• Exercise aim: Copy out the text on heart disease deaths and income in Australia word for word, from start to finish.

HOW RUSH REALLY FEELS ABOUT SANDRA FLUKE

Tuesday, August 01, 2006

Read the Red in Australian Study Report

PEOPLE on low incomes are more likely to die from heart attacks and related diseases than better-off patients, but the latter get more access to speedy treatment to unclog arteries, statistics show.

The proportion of deaths from heart and artery disease linked to poorer living standards has risen sharply since 1992, the Australian Institute of Health and Welfare has found.

An institute report released today shows that in 2002 adults from the most disadvantaged areas of the country had "significantly higher" death rates from cardiovascular disease, heart disease and stroke - 1.6 to 1.9 times higher than those from "least disadvantaged" localities.

The impact on health of low income, low education and high unemployment puts those from low socioeconomic areas at considerably increased risk of dying before more prosperous citizens.

The difference in life outcomes "translates to over 3400 deaths which may be regarded as being due to socioeconomic inequality", Lynelle Moon, of the institute's cardiovascular disease and diabetes unit, said.

Other institute findings showed that fewer than half - 44 per cent - of those getting state-of-the-art balloon treatment, or angioplasty, to unblock arteries were public patients, despite more than 55 per cent of Australians being public patients who would be more likely to require treatment than higher-income and generally healthier patients, whose health insurance enables private treatment.

• Given information:
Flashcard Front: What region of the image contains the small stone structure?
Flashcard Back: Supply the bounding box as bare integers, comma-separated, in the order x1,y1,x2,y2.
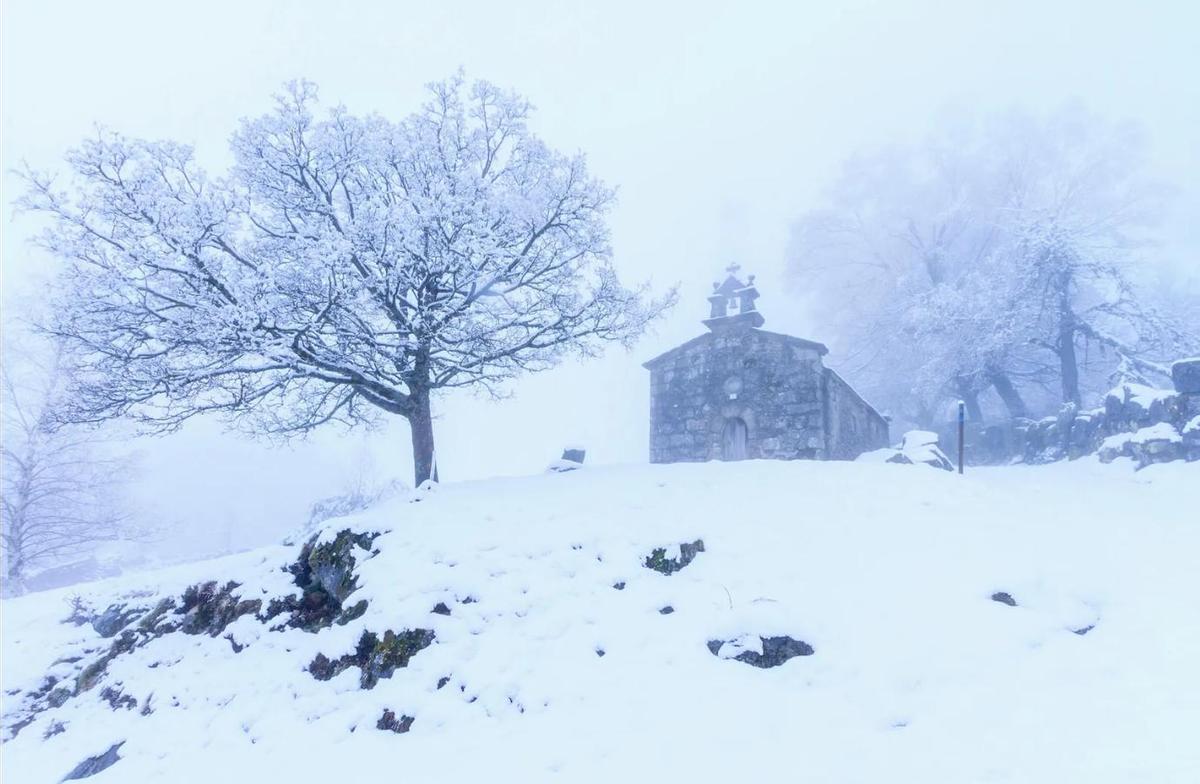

• Exercise solution:
HOW RUSH REALLY FEELS ABOUT SANDRA FLUKE

Tuesday, August 01, 2006

Read the Red in Australian Study Report

PEOPLE on low incomes are more likely to die from heart attacks and related diseases than better-off patients, but the latter get more access to speedy treatment to unclog arteries, statistics show.

The proportion of deaths from heart and artery disease linked to poorer living standards has risen sharply since 1992, the Australian Institute of Health and Welfare has found.

An institute report released today shows that in 2002 adults from the most disadvantaged areas of the country had "significantly higher" death rates from cardiovascular disease, heart disease and stroke - 1.6 to 1.9 times higher than those from "least disadvantaged" localities.

The impact on health of low income, low education and high unemployment puts those from low socioeconomic areas at considerably increased risk of dying before more prosperous citizens.

The difference in life outcomes "translates to over 3400 deaths which may be regarded as being due to socioeconomic inequality", Lynelle Moon, of the institute's cardiovascular disease and diabetes unit, said.

Other institute findings showed that fewer than half - 44 per cent - of those getting state-of-the-art balloon treatment, or angioplasty, to unblock arteries were public patients, despite more than 55 per cent of Australians being public patients who would be more likely to require treatment than higher-income and generally healthier patients, whose health insurance enables private treatment.